> [Your assignment]:
Continue the article on the Leigh Yawkey Woodson Art Museum below, starting after its final sentence.

> [Reading passage]:
********************

The Leigh Yawkey Woodson Art Museum is located in Wausau, Wisconsin. It is best known for its annual Birds in Art exhibition, which exhibits contemporary artistic representations of birds. The annual exhibition has been held beginning the week after Labor Day since the museum's founding in 1976.

The museum stands on a 4 acre estate in a 1931 Tudor Revival-style house previously owned by Alice Woodson Forester (1918–1994) and John E. Forester (1913–2008). The Foresters donated their home in 1973 and the museum opened in September 1976.

==History==
The museum originated as a memorial to Leigh Yawkey Woodson (1888–1963), daughter of Cyrus C. Yawkey (1862–1943), a Chicago-born lumber magnate based in Wausau. After her death, her three daughters, Alice Woodson Forester, Nancy Woodson Spire (1917–1998), and Margaret Woodson Fisher (1920–1972), envisioned creating an art museum in her honor. In 1973, Forester and her husband John donated their Tudor Revival-style home and estate in Wausau to serve as the museum’s site. The institution was incorporated the same year as a nonprofit educational organization.

********************

> [Data supplied]:

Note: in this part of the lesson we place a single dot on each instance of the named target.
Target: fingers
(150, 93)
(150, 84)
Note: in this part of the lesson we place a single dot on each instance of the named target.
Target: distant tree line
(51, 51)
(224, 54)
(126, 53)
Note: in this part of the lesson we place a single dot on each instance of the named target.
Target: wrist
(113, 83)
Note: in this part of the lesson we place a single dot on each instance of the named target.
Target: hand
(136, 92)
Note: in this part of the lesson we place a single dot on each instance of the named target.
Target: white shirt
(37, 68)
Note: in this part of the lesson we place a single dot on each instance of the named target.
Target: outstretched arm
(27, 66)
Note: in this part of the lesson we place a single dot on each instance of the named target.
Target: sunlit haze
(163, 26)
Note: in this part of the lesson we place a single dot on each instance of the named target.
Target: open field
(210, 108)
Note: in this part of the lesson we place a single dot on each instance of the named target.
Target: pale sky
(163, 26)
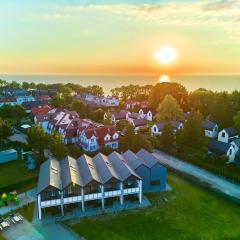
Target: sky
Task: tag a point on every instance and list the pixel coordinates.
(119, 36)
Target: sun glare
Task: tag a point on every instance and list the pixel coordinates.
(164, 78)
(165, 55)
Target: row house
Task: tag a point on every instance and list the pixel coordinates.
(91, 139)
(85, 180)
(19, 100)
(132, 103)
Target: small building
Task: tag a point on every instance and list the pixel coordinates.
(227, 135)
(147, 113)
(8, 156)
(157, 173)
(236, 144)
(139, 124)
(210, 128)
(91, 139)
(221, 148)
(157, 128)
(84, 180)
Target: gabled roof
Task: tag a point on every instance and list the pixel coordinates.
(88, 170)
(105, 168)
(218, 147)
(139, 122)
(133, 160)
(209, 125)
(50, 175)
(231, 131)
(123, 170)
(70, 172)
(237, 142)
(174, 124)
(147, 157)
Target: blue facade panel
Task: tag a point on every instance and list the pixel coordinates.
(158, 178)
(153, 179)
(144, 172)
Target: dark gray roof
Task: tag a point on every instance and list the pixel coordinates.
(70, 172)
(218, 147)
(50, 175)
(174, 124)
(133, 160)
(208, 125)
(147, 157)
(231, 131)
(105, 168)
(123, 170)
(88, 170)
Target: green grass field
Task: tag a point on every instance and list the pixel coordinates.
(191, 213)
(14, 173)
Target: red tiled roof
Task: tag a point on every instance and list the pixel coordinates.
(40, 110)
(100, 133)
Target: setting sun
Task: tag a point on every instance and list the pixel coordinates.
(165, 55)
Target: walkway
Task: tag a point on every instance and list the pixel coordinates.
(214, 182)
(24, 198)
(27, 231)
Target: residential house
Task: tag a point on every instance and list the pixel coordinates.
(157, 173)
(227, 135)
(210, 128)
(157, 128)
(117, 116)
(153, 174)
(91, 139)
(218, 148)
(139, 124)
(78, 181)
(147, 113)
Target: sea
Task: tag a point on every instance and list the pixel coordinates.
(211, 82)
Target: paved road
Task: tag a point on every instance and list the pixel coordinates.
(217, 183)
(24, 198)
(27, 231)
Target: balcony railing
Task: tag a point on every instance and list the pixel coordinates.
(89, 197)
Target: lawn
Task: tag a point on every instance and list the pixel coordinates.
(16, 173)
(191, 213)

********************

> [Response to the task]:
Following renovations and the addition of gallery space, the museum opened to the public in September 1976. Its inaugural exhibition was organized with the help of Wisconsin wildlife artist Owen J. Gromme (1896–1991) and evolved into the annual exhibition Birds in Art. The museum received accreditation from the American Alliance of Museums three years later, in 1979, with subsequent re-accreditations in later decades.

Physically, the institution expanded to accommodate its growing collections, building a second two-story gallery in 1987, a new main entrance in 1997, and a 9,000-square-foot addition in 2012, the latter adding 5,000 sq. ft. of gallery space to the museum.

In 2017, the museum received the National Medal for Museum and Library Service from the Institute of Museum and Library Services, recognizing its impact on community engagement.

==Collection==
The museum's collection comprises works by a large number of 19th- and 20th-century European and American artists, many of them bird-themed, including paintings by Jasper Francis Cropsey, Childe Hassam, Martin Johnson Heade, Gustave Caillebotte, Camille Pissarro, Bruno Liljefors, and Andrew Wyeth, and sculpture by Antoine-Louis Barye, Harriet Whitney Frishmuth, Gaston Lachaise, and Paul Manship. Among artists whose works on paper are represented in the collection are Mary Cassatt, John Steuart Curry, Joseph Stella, Andy Warhol, and Joseph Cornell.

As of 2011, the collection comprised 4,629 artworks. That number, however, jumped to 14,000 as of 2026.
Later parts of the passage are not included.